GOAL OF THE EXERCISE: Could you render the listing below as a Markdown table with the columns No. and Text, one numbered row per line, skipping blank lines and leaving the pictures out?

***** ITEMS *****

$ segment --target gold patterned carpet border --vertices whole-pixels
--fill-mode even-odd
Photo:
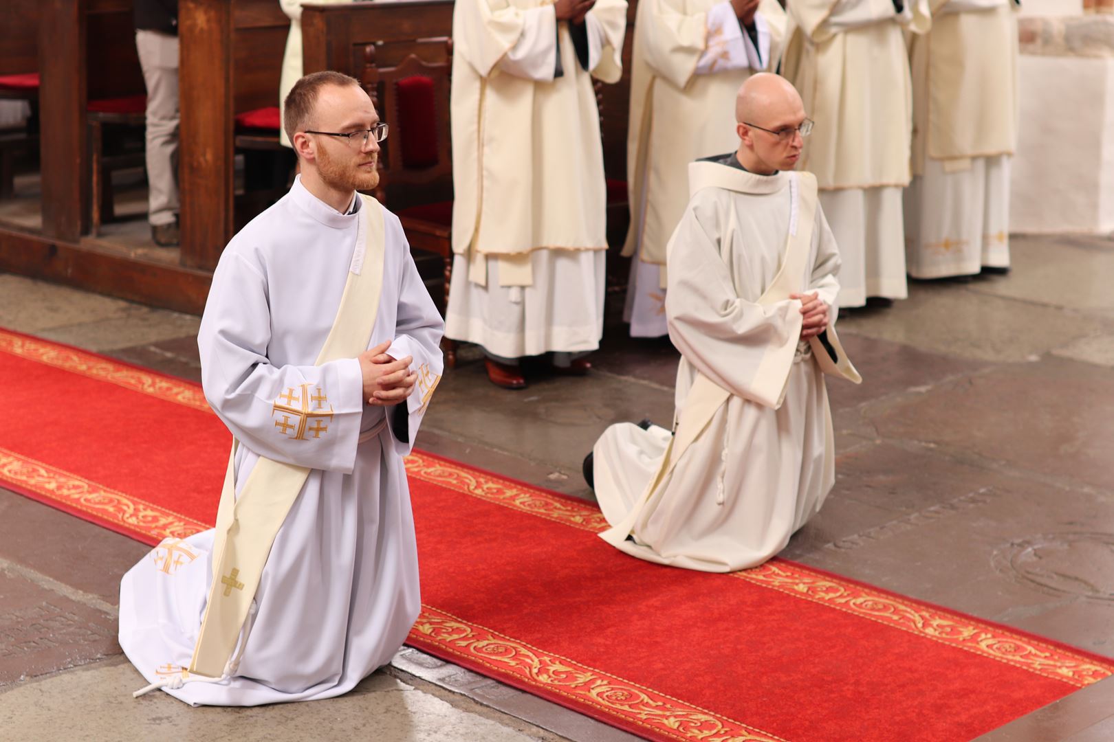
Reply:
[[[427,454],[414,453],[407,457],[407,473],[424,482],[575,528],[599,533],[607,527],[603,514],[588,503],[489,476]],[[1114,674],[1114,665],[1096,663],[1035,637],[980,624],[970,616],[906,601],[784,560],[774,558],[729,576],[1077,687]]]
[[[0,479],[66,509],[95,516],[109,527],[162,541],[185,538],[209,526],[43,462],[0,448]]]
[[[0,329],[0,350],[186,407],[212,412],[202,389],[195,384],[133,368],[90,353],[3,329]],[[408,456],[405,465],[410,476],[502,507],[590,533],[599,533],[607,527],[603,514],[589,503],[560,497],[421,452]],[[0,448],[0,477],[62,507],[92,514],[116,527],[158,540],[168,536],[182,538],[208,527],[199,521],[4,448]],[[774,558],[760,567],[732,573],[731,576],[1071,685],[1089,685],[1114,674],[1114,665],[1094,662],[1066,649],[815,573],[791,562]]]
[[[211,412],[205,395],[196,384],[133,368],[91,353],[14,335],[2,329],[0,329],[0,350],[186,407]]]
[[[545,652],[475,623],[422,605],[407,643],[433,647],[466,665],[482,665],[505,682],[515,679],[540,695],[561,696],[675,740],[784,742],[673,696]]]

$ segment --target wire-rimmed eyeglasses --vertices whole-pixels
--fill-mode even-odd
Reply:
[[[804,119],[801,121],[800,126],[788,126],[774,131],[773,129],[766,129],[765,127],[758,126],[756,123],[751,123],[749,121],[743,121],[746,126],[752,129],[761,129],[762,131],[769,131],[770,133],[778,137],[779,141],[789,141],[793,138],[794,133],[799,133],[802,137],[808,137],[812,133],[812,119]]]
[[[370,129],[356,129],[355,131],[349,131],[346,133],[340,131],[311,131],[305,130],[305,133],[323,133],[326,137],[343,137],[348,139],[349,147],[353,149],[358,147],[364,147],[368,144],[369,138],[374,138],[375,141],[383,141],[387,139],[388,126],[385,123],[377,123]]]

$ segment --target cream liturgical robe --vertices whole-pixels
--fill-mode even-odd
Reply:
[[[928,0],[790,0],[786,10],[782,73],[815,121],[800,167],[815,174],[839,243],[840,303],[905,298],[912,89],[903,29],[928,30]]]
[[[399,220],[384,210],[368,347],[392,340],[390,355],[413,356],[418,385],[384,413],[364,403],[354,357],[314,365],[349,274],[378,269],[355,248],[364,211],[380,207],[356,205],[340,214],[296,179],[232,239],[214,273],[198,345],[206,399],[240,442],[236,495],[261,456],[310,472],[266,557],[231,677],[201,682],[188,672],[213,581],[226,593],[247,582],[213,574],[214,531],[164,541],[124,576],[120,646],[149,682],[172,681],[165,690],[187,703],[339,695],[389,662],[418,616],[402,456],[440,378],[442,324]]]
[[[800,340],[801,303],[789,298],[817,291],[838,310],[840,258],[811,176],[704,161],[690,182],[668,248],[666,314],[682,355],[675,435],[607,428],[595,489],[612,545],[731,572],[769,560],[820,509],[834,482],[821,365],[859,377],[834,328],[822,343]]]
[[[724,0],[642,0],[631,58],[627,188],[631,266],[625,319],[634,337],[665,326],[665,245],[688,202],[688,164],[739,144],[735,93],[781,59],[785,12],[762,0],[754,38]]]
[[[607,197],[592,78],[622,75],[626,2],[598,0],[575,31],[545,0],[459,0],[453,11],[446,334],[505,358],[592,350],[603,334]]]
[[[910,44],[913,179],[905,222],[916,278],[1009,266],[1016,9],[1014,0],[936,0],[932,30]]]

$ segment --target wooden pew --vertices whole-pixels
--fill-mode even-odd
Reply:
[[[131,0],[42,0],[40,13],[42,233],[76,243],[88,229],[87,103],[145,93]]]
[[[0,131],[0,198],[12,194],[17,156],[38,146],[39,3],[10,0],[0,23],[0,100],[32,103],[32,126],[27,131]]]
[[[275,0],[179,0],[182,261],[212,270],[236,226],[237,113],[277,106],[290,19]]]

*****

RESPONSE FOR THIS EXERCISE:
| No. | Text |
|---|---|
| 1 | $ segment --target gold patterned carpet border --vertices whole-pixels |
| 2 | --fill-mode even-odd |
| 3 | Photo: |
| 4 | Reply: |
| 5 | [[[427,454],[414,453],[407,457],[407,473],[424,482],[575,528],[599,533],[607,527],[603,514],[588,503],[489,476]],[[1114,674],[1114,665],[1096,663],[1035,637],[980,624],[970,616],[906,601],[784,560],[774,558],[729,576],[1077,687]]] |
| 6 | [[[0,479],[66,509],[95,516],[109,527],[162,541],[185,538],[209,526],[43,462],[0,448]]] |
| 7 | [[[0,329],[0,350],[186,407],[212,412],[202,389],[195,384],[133,368],[90,353],[3,329]],[[408,456],[405,465],[410,476],[502,507],[590,533],[599,533],[607,527],[603,514],[589,503],[560,497],[421,452]],[[0,448],[0,477],[62,507],[92,514],[116,527],[158,540],[168,536],[182,538],[208,527],[199,521],[4,448]],[[774,558],[760,567],[732,573],[731,576],[1071,685],[1089,685],[1114,674],[1114,665],[1094,662],[1066,649],[815,573],[791,562]]] |
| 8 | [[[211,412],[205,395],[196,384],[133,368],[91,353],[14,335],[2,329],[0,329],[0,350],[186,407]]] |
| 9 | [[[545,652],[475,623],[422,605],[407,643],[433,647],[466,665],[482,665],[505,682],[515,679],[540,695],[561,696],[675,740],[784,742],[673,696]]] |
| 10 | $ segment --target wire-rimmed eyeglasses --vertices whole-pixels |
| 11 | --fill-mode even-odd |
| 12 | Reply: |
| 13 | [[[804,119],[801,121],[800,126],[788,126],[774,131],[773,129],[766,129],[765,127],[758,126],[756,123],[751,123],[749,121],[743,121],[746,126],[752,129],[761,129],[762,131],[769,131],[770,133],[778,137],[779,141],[789,141],[793,138],[794,133],[799,133],[802,137],[808,137],[812,133],[812,119]]] |
| 14 | [[[370,129],[356,129],[355,131],[349,131],[346,133],[340,131],[311,131],[305,130],[305,133],[323,133],[326,137],[343,137],[348,139],[349,147],[353,149],[358,147],[364,147],[368,144],[369,138],[374,138],[375,141],[383,141],[387,139],[388,126],[385,123],[377,123]]] |
| 15 | $ segment --target cream liturgical robe --vertices whole-pixels |
| 16 | --fill-mode even-odd |
| 17 | Reply: |
| 18 | [[[928,0],[790,0],[786,10],[782,73],[815,121],[800,167],[815,174],[839,243],[840,303],[905,298],[912,89],[903,29],[928,30]]] |
| 19 | [[[399,220],[384,210],[368,347],[392,340],[390,355],[413,356],[418,385],[384,413],[364,403],[354,357],[314,365],[349,274],[378,269],[355,248],[364,211],[380,207],[356,205],[340,214],[296,179],[232,239],[214,273],[198,345],[206,399],[240,442],[236,495],[261,456],[310,472],[266,557],[231,677],[201,682],[188,672],[213,581],[226,593],[247,582],[213,574],[214,531],[164,541],[124,576],[120,646],[149,682],[172,681],[165,690],[187,703],[339,695],[389,662],[418,616],[402,456],[440,378],[442,324]]] |
| 20 | [[[800,340],[801,303],[789,298],[817,291],[838,310],[840,258],[811,176],[704,161],[690,182],[668,248],[666,314],[682,355],[675,435],[607,428],[595,489],[612,545],[731,572],[769,560],[820,509],[834,482],[821,365],[859,377],[834,328],[822,343]]] |
| 21 | [[[724,0],[642,0],[631,58],[627,188],[631,266],[625,319],[634,337],[665,326],[665,245],[688,202],[688,164],[739,144],[735,93],[781,59],[785,12],[762,0],[754,38]]] |
| 22 | [[[607,197],[592,78],[622,75],[626,2],[598,0],[575,31],[545,0],[459,0],[453,11],[446,334],[505,358],[592,350],[603,334]]] |
| 23 | [[[910,44],[913,179],[905,222],[916,278],[1009,266],[1016,9],[1014,0],[936,0],[932,30]]] |
| 24 | $ segment --target wooden pew --vertices whole-pixels |
| 25 | --fill-mode even-odd |
| 26 | Reply: |
| 27 | [[[131,0],[42,0],[40,13],[42,233],[76,243],[88,229],[87,103],[145,93]]] |
| 28 | [[[0,131],[0,198],[12,194],[17,156],[38,146],[39,3],[10,0],[0,23],[0,100],[32,103],[32,126],[27,131]]] |
| 29 | [[[275,0],[179,0],[182,261],[212,270],[236,226],[237,113],[277,106],[290,19]]] |